▶ _Records excerpted from a collection_
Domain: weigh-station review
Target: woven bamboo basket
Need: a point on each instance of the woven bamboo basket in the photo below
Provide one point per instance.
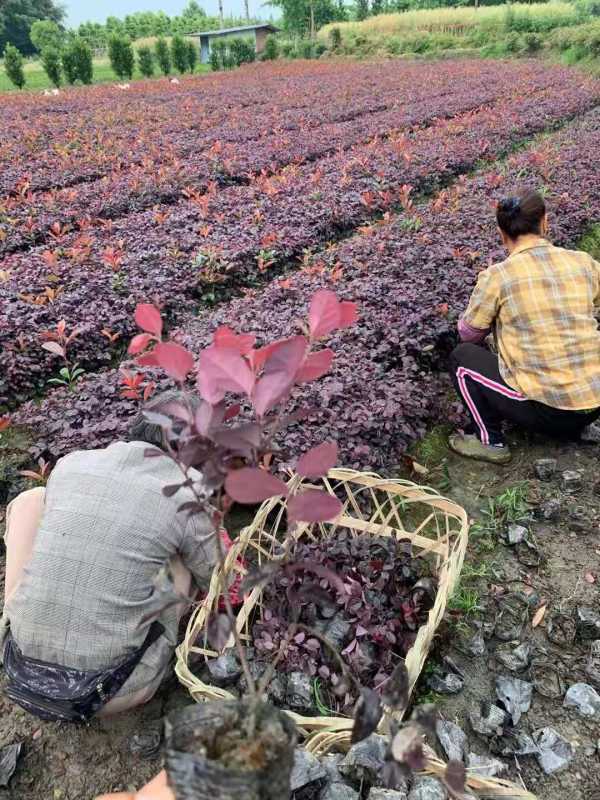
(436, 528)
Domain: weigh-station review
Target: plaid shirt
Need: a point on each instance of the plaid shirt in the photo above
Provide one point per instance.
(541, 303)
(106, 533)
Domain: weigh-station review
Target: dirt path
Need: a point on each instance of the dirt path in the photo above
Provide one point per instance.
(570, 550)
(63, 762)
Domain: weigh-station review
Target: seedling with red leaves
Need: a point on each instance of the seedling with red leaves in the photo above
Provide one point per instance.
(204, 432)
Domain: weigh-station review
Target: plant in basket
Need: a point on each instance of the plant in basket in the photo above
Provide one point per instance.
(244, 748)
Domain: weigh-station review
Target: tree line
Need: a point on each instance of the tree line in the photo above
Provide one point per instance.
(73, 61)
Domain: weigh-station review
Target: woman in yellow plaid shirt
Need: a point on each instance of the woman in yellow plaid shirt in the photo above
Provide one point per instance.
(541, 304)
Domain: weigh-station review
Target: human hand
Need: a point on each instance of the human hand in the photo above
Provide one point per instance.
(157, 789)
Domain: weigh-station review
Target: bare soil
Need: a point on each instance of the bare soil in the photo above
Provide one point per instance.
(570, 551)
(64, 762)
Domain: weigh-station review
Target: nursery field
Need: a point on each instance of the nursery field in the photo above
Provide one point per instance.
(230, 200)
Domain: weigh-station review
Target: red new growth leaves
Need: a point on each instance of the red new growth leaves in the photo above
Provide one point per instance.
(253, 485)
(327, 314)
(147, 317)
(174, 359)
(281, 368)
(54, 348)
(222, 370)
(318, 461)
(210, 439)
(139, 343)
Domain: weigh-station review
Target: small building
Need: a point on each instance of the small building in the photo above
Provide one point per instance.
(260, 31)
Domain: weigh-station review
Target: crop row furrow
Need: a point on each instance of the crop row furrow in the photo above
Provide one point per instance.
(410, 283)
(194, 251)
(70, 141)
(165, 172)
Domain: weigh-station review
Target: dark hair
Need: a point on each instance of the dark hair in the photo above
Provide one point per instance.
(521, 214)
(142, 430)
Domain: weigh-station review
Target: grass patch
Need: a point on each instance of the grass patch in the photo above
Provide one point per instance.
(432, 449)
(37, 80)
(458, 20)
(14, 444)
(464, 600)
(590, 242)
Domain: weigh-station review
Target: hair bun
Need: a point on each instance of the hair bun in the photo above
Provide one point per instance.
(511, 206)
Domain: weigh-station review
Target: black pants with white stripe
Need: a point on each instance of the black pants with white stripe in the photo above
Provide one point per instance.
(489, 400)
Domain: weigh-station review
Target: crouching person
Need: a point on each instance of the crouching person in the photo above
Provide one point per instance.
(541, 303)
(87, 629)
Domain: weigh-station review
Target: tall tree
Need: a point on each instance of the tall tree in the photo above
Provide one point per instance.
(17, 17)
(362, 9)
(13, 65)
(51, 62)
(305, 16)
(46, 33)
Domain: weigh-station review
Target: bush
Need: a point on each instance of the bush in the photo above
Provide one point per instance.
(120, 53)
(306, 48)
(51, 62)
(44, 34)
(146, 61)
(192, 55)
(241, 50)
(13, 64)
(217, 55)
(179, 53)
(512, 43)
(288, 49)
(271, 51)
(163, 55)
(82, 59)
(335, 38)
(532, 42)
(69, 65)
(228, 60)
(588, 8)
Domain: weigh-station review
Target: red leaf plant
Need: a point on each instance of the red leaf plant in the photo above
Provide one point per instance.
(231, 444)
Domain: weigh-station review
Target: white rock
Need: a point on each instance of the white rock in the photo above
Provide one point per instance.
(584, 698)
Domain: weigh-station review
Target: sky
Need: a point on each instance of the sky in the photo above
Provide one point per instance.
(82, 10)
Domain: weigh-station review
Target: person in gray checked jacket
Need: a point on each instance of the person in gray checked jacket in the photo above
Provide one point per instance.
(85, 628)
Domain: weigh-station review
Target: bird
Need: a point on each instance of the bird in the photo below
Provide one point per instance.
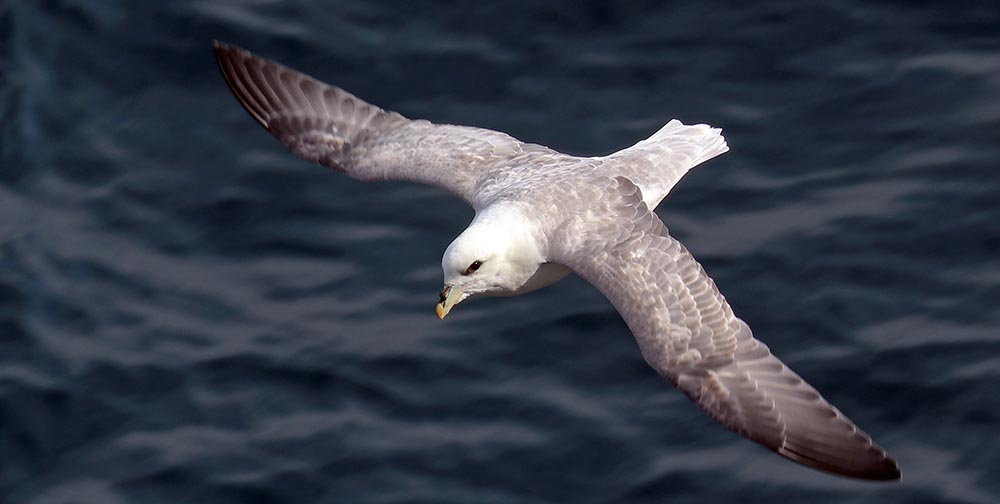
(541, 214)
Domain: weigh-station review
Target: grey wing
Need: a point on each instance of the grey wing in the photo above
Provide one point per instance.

▶ _PROBLEM TO WORK ON_
Reproduce each line of the records in which "woven" appears.

▶ _OUTPUT FOR THIS TASK_
Target: woven bamboo basket
Need: a point on each instance of the woven bamboo basket in the photo below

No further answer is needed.